READING TEXT.
This story first appeared in the January 15, 2016 issue of WWD. Subscribe Today.

Peter Dundas is going to reveal a piece of himself at his debut men’s collection for Roberto Cavalli.

“I feel very comfortable designing men’s,” he said, “and I’m taking a very personal point of view. I really created a wardrobe that I wanted for myself and my friends.”

The Norwegian designer, who was appointed creative director of the brand last March, unveils his first men’s collection for the Florentine label on Friday night in Milan.

“I took two angles in designing the collection,” he explained. One is the idea of creating a wardrobe that fits a man’s needs and his personal aesthetic. The other is music.

“I looked at many musicians, like Jimmy Page, Mick Jagger, Keith Richard, Serge Gainsbourg, Jimi Hendrix and also George Harrison — my favorite of The Beatles,” he said.

But beyond that, the collection is rooted in freedom, according to Dundas: “Freedom is at the base of the spirit of the brand and I want to keep the Cavalli vibe alive.”

To stay contemporary, Dundas said the lineup includes a range of pieces that can be easily mixed and matched. “It’s rich, a bit decadent, casual, effortless. It doesn’t feel stiff,” he said, noting that his goal is to “bring some casualness to the brand [even] in moments of high glamour.”

To that point, jackets and coats are decorated with gold and silver embroideries, appliqués and patchwork details. Many pieces are executed in opulent jacquards. The designer also worked in leather that had been treated using varying techniques, as well as fur, which he printed with animal patterns.

In addition, Dundas created patterns with flora and fauna elements inspired by William Morris, used, for example, in fluid shirts.

The overall color palette of the collection includes different tones of purple along with earth hues and muted shades.

The accessories range includes a bag featuring a guitar-like strap, as well as high- and low-top sneakers and booties in leopard patterns and solid washed leathers that provide a lived-in effect.

“There is no complication,” Dundas said. “This collection is very close to my heart.” — ALESSANDRA TURRA

 

LUCIO VANOTTI

Lucio Vanotti will make his runway debut at the Armani Theater on Saturday.

BRIEF 1. Summarize the WWD report on Peter Dundas's first menswear collection for Roberto Cavalli in two sentences.
BRIEF 2. Carry on the WWD report on Peter Dundas and Lucio Vanotti, starting after its final sentence.

DATASET EXCERPTS.
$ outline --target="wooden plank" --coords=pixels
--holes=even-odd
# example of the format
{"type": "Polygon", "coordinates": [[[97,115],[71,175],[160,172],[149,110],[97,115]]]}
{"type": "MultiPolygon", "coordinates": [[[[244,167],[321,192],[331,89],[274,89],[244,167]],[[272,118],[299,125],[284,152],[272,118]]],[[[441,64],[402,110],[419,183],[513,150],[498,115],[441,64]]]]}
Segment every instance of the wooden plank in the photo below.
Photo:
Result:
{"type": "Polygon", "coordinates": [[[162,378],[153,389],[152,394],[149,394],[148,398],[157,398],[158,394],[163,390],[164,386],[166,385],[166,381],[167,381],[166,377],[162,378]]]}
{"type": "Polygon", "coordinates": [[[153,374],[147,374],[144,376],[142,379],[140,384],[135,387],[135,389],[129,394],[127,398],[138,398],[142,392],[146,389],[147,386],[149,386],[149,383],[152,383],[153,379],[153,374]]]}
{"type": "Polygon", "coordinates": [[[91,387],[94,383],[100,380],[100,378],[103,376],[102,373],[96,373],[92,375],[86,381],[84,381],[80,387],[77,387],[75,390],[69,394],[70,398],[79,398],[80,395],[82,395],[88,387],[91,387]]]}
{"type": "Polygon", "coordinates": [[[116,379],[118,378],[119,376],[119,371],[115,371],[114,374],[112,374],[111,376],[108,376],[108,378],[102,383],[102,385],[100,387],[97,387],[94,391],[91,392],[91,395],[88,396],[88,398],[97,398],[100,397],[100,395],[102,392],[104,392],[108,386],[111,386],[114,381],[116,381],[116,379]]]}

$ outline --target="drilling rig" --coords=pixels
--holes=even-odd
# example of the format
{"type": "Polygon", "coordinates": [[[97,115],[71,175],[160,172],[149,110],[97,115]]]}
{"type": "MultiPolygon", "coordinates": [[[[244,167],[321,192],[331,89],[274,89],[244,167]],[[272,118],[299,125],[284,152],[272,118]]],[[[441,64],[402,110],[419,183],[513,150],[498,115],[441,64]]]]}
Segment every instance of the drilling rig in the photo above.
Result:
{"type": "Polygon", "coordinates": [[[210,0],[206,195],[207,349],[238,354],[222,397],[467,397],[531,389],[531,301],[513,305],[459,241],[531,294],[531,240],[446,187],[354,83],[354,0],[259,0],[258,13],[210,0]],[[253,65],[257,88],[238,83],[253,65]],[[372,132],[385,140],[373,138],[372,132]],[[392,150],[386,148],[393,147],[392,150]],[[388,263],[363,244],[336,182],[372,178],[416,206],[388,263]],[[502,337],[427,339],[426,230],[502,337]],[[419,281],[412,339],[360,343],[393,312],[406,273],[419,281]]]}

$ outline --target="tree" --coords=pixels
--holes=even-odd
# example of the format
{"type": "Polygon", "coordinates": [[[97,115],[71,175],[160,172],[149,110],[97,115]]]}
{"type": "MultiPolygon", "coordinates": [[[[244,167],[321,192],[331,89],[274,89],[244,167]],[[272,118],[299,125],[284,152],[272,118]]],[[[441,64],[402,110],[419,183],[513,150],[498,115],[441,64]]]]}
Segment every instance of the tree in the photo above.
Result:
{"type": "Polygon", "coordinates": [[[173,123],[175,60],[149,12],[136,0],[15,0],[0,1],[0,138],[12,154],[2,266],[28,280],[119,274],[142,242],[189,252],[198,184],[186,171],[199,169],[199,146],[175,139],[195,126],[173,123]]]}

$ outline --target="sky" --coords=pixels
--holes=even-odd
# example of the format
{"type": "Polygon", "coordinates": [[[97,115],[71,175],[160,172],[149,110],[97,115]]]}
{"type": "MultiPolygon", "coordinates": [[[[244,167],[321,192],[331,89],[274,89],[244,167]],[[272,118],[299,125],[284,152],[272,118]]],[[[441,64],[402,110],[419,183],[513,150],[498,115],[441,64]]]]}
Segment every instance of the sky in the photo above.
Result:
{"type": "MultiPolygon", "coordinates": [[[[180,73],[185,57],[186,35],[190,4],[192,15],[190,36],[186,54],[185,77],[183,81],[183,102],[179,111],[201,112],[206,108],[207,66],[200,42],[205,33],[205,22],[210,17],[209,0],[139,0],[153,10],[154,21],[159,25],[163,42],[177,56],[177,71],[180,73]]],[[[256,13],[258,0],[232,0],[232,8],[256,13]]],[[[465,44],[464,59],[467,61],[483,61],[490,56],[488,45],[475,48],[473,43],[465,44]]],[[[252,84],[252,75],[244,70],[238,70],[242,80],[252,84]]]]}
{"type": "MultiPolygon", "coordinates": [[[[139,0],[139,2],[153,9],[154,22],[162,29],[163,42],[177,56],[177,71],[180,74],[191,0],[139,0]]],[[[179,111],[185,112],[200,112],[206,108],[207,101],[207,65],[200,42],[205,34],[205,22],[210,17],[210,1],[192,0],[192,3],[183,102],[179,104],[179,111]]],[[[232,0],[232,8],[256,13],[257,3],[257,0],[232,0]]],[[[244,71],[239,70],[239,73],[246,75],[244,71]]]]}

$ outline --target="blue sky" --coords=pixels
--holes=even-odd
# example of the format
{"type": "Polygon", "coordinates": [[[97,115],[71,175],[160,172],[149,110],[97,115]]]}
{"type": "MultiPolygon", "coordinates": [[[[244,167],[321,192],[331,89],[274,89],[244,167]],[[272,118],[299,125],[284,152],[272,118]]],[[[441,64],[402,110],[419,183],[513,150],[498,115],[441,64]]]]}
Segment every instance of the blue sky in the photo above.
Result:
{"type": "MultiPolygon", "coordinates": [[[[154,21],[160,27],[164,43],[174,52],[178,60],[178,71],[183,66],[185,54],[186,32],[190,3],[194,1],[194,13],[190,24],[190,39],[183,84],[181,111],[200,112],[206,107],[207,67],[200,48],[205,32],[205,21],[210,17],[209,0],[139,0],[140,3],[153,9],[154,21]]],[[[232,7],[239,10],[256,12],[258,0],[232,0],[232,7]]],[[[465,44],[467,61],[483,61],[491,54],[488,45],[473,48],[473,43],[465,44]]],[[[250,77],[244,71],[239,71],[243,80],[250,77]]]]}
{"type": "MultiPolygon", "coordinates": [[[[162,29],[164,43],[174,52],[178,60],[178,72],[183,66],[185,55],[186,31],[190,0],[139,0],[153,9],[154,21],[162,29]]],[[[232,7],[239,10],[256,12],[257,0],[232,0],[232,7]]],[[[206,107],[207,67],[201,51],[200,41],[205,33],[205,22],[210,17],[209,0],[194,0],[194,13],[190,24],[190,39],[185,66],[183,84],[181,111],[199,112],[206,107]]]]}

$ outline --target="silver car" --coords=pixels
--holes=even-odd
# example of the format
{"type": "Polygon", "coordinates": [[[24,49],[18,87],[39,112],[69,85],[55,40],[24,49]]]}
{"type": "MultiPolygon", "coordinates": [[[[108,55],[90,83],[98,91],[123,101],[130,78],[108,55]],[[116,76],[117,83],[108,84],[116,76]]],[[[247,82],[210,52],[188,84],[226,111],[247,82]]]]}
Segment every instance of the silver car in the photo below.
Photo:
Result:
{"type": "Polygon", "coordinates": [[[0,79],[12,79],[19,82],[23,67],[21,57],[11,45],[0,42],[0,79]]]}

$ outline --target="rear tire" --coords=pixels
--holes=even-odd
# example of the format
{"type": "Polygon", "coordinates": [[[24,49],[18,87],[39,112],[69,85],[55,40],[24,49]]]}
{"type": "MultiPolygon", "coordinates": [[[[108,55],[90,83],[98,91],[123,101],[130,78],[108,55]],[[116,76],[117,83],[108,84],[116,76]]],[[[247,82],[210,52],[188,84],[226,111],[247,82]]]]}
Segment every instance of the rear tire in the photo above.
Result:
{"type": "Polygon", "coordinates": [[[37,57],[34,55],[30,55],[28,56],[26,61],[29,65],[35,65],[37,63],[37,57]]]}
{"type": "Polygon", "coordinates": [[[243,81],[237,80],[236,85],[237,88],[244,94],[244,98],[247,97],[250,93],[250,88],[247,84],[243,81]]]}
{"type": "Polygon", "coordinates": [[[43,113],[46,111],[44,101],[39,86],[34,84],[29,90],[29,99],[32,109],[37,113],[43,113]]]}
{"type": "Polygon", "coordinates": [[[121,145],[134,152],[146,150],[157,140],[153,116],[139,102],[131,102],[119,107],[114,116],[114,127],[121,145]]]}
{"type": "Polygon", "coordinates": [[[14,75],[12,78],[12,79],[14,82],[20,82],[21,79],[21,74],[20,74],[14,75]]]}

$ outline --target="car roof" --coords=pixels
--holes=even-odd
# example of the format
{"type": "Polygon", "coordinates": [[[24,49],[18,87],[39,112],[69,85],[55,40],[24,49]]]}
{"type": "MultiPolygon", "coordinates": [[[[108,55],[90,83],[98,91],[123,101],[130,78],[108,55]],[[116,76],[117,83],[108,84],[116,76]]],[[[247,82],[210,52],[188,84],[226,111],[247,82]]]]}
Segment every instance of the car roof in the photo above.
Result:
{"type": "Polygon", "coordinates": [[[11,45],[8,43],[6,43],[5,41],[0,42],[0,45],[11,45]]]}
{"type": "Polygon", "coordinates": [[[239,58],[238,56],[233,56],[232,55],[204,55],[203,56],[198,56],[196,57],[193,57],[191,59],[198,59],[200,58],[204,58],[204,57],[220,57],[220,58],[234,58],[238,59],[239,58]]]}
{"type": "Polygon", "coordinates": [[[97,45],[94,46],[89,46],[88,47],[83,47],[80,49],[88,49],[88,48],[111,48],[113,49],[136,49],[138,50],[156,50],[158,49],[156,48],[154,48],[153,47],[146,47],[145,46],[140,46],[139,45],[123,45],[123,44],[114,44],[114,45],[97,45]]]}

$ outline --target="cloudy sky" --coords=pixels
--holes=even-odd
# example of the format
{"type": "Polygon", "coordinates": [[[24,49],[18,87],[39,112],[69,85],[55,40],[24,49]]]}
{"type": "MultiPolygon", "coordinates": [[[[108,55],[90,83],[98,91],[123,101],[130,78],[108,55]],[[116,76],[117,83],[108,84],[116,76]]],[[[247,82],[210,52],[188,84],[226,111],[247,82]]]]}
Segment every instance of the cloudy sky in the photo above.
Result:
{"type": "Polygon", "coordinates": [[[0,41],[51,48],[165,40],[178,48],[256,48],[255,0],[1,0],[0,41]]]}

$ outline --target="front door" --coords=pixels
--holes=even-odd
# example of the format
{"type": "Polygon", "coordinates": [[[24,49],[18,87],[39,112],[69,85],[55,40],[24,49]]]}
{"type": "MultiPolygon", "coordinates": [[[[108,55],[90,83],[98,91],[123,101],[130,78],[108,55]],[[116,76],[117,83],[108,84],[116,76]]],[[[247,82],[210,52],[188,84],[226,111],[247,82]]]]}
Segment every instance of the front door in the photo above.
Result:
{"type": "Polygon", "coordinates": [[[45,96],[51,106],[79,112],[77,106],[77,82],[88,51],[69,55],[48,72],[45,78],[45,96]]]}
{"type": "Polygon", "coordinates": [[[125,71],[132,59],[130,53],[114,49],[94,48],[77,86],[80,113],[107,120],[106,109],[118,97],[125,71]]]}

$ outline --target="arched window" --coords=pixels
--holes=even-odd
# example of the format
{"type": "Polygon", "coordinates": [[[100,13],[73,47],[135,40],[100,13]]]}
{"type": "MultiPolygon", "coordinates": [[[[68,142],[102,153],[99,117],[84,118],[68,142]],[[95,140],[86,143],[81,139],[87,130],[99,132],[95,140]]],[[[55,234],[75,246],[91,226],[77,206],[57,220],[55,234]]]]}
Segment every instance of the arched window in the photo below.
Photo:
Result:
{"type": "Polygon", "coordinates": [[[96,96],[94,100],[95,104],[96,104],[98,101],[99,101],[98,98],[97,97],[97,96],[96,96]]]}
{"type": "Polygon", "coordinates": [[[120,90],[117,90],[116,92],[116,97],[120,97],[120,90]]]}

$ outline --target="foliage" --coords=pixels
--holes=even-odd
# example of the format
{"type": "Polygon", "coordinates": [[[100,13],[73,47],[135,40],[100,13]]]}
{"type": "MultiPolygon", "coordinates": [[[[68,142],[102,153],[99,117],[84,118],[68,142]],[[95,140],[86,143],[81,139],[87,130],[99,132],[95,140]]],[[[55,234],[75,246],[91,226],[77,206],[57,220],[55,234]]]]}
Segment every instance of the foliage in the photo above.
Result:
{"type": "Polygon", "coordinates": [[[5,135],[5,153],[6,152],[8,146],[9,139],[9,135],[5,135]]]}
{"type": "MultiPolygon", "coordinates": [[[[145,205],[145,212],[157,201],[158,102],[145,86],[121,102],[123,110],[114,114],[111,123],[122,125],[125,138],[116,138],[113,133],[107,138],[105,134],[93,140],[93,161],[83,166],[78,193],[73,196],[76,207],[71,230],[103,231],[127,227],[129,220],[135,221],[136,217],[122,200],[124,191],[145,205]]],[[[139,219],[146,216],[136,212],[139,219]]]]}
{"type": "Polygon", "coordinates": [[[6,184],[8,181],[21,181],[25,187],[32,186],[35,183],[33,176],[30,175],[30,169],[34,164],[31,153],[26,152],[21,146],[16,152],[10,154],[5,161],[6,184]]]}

TASK RESPONSE 1. Peter Dundas, the Norwegian designer appointed creative director of Roberto Cavalli last March, unveils his first men's collection for the label on Friday night in Milan, designing a wardrobe he wanted for himself and his friends and drawing on musicians such as Jimmy Page, Mick Jagger and Jimi Hendrix. Rooted in freedom and meant to feel casual even in moments of high glamour, the collection features embroidered and appliquéd jackets and coats, opulent jacquards, treated leather, animal-printed fur and William Morris-inspired patterns in purples, earth hues and muted shades.

TASK RESPONSE 2.
“When they told me about the possibility of showing there, I was happy because this collection is very close to Giorgio Armani’s taste and to the  aesthetic of the location,” said Vanotti, who launched his namesake label in 2012. “I admire Armani’s work and I see myself [as part of this] Italian wave he created.”

For fall, Vanotti explored a universe of uniforms, from military to religious ones.

“The collection is infused with a sense of severity that doesn’t only refer to the military atmosphere, but also evokes a sense of moral rigor,” said the designer, who exhibits a taste for graphic, essential shapes.

This season, he focuses on elongated silhouettes and plays with “wrong proportions” pairings — for example, long jackets with short pants. Among the standouts are double-breasted blazers with kimonolike sleeves and military coats deconstructed to resemble robes.

Everything is crafted from high-end fabrics such as textured wool, wool crepe, a wide range of striped cloths, padded jacquards inspired by Northern European patterns and corduroy. Vanotti also used Fifties-inspired dark, rigid denim for a workwear feel.

The color palette includes Vanotti’s signature black, blue and white tones enriched with khaki and sage green, the season’s staple hues. — ALESSANDRA TURRA

 

BOGLIOLI

This is a season of debuts for Italian luxury men’s wear brand Boglioli.

The company is not only hosting its first runway show, to be held Jan. 17 at Milan’s Società del Giardino, it is also unveiling the inaugural collection designed by Davide Marello, the first creative director to be appointed by the label.

Before joining Boglioli in November, Marello worked for more than nine years at Gucci with Frida Giannini and then six months with Alessandro Michele.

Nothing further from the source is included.